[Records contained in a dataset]
· · · ·

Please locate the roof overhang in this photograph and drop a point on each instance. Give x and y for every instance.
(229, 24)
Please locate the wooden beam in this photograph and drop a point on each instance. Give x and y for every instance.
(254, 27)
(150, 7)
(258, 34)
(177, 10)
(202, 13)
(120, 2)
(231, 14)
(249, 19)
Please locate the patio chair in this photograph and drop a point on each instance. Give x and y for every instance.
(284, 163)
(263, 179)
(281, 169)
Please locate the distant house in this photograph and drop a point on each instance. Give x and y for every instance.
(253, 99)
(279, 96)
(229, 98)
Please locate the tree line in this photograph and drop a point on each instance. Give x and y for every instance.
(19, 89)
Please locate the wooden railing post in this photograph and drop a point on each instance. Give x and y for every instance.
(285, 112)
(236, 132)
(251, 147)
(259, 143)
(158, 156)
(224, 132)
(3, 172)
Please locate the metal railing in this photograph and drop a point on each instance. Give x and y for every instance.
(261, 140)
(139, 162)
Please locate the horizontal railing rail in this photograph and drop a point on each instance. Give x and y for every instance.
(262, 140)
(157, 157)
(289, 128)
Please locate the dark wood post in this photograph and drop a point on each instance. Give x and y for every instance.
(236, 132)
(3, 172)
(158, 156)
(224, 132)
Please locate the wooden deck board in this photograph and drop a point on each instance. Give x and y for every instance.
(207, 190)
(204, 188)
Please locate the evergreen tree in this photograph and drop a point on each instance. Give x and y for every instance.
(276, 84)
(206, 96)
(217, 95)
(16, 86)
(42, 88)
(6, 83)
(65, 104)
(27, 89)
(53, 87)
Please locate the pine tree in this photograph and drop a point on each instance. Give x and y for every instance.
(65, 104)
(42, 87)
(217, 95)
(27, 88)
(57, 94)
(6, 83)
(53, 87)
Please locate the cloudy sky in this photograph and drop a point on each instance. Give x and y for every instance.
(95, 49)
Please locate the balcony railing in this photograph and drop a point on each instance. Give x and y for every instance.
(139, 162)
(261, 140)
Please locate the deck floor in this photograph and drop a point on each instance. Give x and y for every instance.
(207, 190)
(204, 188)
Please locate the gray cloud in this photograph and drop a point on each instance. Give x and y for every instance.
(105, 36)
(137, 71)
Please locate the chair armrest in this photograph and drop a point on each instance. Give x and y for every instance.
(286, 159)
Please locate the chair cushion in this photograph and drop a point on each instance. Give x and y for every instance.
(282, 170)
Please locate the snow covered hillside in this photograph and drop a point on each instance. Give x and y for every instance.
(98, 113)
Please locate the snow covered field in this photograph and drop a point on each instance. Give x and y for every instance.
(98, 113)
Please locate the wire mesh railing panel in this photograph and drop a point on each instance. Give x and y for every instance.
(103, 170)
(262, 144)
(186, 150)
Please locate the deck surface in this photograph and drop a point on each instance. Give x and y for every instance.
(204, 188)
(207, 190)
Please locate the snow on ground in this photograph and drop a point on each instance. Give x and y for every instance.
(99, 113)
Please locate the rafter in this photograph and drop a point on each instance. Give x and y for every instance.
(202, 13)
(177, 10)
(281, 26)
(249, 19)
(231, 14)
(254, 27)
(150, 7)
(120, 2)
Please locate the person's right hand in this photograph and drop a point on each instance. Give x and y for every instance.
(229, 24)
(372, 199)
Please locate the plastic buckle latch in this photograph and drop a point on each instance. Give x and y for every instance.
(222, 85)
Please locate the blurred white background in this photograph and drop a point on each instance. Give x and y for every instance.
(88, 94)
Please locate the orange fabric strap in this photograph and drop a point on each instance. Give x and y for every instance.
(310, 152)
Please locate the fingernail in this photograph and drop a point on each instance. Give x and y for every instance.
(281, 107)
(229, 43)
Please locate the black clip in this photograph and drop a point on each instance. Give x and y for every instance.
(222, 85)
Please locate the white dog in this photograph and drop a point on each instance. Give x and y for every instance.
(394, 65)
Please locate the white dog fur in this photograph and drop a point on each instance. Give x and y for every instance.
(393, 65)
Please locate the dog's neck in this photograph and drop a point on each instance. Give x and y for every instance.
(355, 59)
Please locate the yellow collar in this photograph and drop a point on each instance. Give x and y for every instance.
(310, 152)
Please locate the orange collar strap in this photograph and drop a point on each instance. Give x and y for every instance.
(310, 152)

· · · ·

All of the material above needs to be copied exactly.

◆ Solved exercise ◆
Please locate the roof overhang in this photograph and drop a point on each instance. Give x and y for every instance.
(229, 24)
Please locate the wooden beam in this photograph and drop a point on each instance. Give x and y for every instance.
(254, 27)
(150, 7)
(258, 34)
(177, 10)
(202, 13)
(120, 2)
(231, 14)
(249, 19)
Please locate the patio chair in this photograph and drop a point on each instance. Give x and y for every instance.
(284, 163)
(263, 179)
(281, 169)
Please locate the distant house in this photograph and drop a point on each instance. Give x and y for every instance.
(253, 99)
(279, 96)
(229, 98)
Please locate the tree line in this photograph and drop a point on each instance. Give x and y for every instance.
(19, 89)
Please locate the wooden railing post in this photograph and drop a point on each instance. Give x and y for every instance.
(285, 112)
(236, 132)
(251, 147)
(259, 143)
(158, 156)
(224, 132)
(3, 172)
Please locate the metal railing in this photograph and drop a point on each instance. Give x and y for every instance.
(261, 140)
(139, 162)
Please locate the horizontal railing rail in this photograph and drop a point on each instance. Give x and y for every instance.
(262, 140)
(157, 157)
(289, 128)
Please locate the dark wood post in this photograph and drop a point on each instance. Give x and y for every instance.
(236, 132)
(3, 172)
(158, 156)
(224, 132)
Please locate the wooden deck board in this photograph and drop a point on each instance. Give x and y for every instance.
(207, 190)
(204, 188)
Please locate the evergreen tree in this photograph and drop a point on each instance. Give x and y for every instance.
(276, 84)
(206, 96)
(217, 95)
(16, 86)
(42, 88)
(6, 83)
(65, 104)
(27, 89)
(53, 87)
Please locate the pine tree in this photograph and drop a point on each instance. Give x and y for every instance.
(65, 104)
(42, 87)
(217, 95)
(27, 88)
(57, 94)
(6, 83)
(53, 87)
Please locate the cloudy sky in this photograph and drop a point on each instance. Give x and y for every instance.
(95, 49)
Please locate the balcony railing in this photograph and drop a point on each instance. Give x and y for every instance.
(139, 162)
(261, 140)
Please locate the deck floor in this photograph and drop a point on each instance. Give x and y for every instance.
(207, 190)
(204, 188)
Please locate the gray cloud in this photograph and drop a point on each instance. Give x and y for every instance.
(105, 36)
(137, 71)
Please locate the chair armrest in this photograph and drop a point on each instance. Give x and y for every instance.
(286, 159)
Please locate the chair cushion in this photograph and drop a point on each instance. Give x and y for every instance.
(282, 170)
Please locate the snow covered hillside in this photograph and drop a point on each instance. Give x and y for every instance.
(98, 113)
Please locate the snow covered field in this photograph and drop a point on each instance. Give x and y for every instance.
(98, 113)
Please locate the wire mesh railing panel in this photograph and drop a point on each instance. Give x and y for every instance.
(103, 170)
(262, 144)
(186, 150)
Please locate the deck surface in this photograph and drop a point on each instance. Give x and y for every instance.
(204, 188)
(207, 190)
Please locate the snow on ground in this photograph and drop a point on each instance. Give x and y for every instance.
(99, 113)
Please locate the rafter in this photograph and drop a point on each instance. Give x and y for every instance.
(202, 13)
(177, 10)
(281, 26)
(249, 19)
(231, 14)
(254, 27)
(150, 7)
(120, 2)
Please locate the person's right hand in this photograph and drop a point on each instance. Give x and y for every instance.
(229, 24)
(372, 199)
Please locate the plastic buckle latch in this photograph and drop a point on each instance. Give x and y for every instance.
(222, 85)
Please locate the blurred white background in this photograph and drop a point on each instance. Give x and y for every instance.
(88, 94)
Please locate the orange fabric strap in this photograph and drop a point on each instance. Give x and y for every instance.
(310, 152)
Please locate the fingernail in this photograph and drop a point on each instance. Give x and y for every instance.
(281, 107)
(229, 43)
Please locate the black clip in this photograph and drop a point on each instance. Give x and y for every instance.
(222, 85)
Please locate the white dog in this photograph and drop a point on each instance. Give x and y for every instance.
(394, 65)
Please locate the white dog fur in this photograph and drop a point on each instance. Give x and y for every instance.
(393, 65)
Please locate the dog's neck in this photograph and drop a point on each instance. Give x and y for every instance.
(355, 59)
Please locate the yellow collar in this photograph and drop a point on each instance. Give x and y for every instance.
(310, 152)
Please locate the orange collar strap in this photograph and drop a point on each instance. Give x and y for every instance.
(310, 152)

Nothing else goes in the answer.